Reproduce the entire listing below line for line, with nothing altered, added, or left out.

-- START --

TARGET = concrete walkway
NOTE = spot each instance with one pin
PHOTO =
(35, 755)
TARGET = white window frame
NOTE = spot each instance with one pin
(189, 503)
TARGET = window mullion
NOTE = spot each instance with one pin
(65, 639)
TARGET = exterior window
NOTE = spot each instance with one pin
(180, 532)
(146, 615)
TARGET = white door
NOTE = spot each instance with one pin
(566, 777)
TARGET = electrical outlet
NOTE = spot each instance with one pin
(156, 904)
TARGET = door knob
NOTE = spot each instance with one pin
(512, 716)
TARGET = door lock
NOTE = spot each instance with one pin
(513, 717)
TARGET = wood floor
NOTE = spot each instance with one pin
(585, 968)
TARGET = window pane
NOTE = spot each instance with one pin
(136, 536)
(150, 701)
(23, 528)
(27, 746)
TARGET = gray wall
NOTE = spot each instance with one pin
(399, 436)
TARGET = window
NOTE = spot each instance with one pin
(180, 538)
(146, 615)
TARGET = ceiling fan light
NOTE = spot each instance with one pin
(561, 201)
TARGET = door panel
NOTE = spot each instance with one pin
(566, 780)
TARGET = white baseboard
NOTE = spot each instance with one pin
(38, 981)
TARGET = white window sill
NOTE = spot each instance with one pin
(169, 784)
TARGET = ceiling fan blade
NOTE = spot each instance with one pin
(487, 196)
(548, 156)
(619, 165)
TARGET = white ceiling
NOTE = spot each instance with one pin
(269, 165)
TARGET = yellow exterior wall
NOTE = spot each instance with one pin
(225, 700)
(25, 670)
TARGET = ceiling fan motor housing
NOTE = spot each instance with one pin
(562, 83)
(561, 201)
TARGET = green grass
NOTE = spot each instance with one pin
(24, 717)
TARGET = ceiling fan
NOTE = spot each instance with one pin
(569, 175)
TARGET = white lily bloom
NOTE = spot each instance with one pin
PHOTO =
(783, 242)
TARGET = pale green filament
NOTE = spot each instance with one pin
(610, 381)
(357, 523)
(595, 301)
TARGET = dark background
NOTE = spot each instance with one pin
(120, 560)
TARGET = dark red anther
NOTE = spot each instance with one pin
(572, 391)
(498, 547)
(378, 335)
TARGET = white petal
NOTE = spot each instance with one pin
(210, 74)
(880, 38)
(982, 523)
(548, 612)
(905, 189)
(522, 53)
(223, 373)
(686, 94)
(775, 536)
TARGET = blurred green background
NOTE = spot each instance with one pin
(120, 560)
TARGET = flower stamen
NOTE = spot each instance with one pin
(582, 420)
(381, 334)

-- END --

### RESULT OF THIS TASK
TARGET = concrete walkway
NOTE = spot each instance with one pin
PHOTO =
(35, 755)
TARGET = white window frame
NOTE = spot each instance with one pin
(189, 503)
TARGET = window mullion
NOTE = spot each instance with one pin
(65, 639)
TARGET = exterior window
NOTE = spot each instance with one pin
(180, 532)
(146, 615)
TARGET = white door
NOTE = spot each instance with one pin
(566, 777)
TARGET = electrical outlet
NOTE = spot each instance with one pin
(156, 904)
TARGET = door knob
NOTE = spot each instance with one pin
(512, 716)
TARGET = door lock
NOTE = spot each instance with one pin
(513, 717)
TARGET = wood floor
NOTE = spot each instance with one pin
(585, 968)
TARGET = window pane
NOTE = spot each instance with one pin
(136, 536)
(150, 701)
(23, 528)
(27, 746)
TARGET = gray wall
NOTE = spot each instance with one pin
(399, 436)
TARGET = window
NOTE = spot each instance with one pin
(180, 538)
(146, 615)
TARGET = ceiling fan light
NOTE = spot each instance with one pin
(561, 201)
TARGET = door panel
NOTE = spot each instance with one pin
(566, 780)
TARGET = white baseboard
NOTE = spot each instance with one pin
(38, 981)
TARGET = white window sill
NOTE = spot each instance with one pin
(169, 784)
TARGET = ceiling fan blade
NOTE = spot each instance with one pin
(487, 196)
(548, 156)
(619, 165)
TARGET = white ceiling
NOTE = spot each instance with one pin
(269, 165)
TARGET = yellow exterior wall
NOTE = spot each instance with one pin
(225, 700)
(25, 670)
TARGET = ceiling fan motor housing
NOTE = spot each instance with one pin
(562, 83)
(561, 201)
TARGET = green grass
NOTE = spot each instance with one pin
(24, 717)
TARGET = ceiling fan
NOTE = spot each instance with one pin
(569, 175)
TARGET = white lily bloom
NOTE = spot each instance with one pin
PHOTO =
(783, 242)
TARGET = pale green filament
NOTE = spot each instance with one pin
(610, 381)
(357, 523)
(595, 301)
TARGET = dark background
NOTE = spot each instance with one pin
(120, 560)
TARGET = dark red anther
NOTE = spot each instance with one pin
(572, 391)
(498, 547)
(378, 335)
TARGET = white petal
NOTE = spot each instance with one pin
(210, 74)
(880, 38)
(982, 523)
(548, 612)
(905, 189)
(522, 53)
(223, 373)
(686, 94)
(775, 536)
TARGET = blurred green background
NOTE = spot each instance with one pin
(120, 560)
TARGET = flower stamen
NOTE = spot each instance with one pin
(582, 420)
(381, 334)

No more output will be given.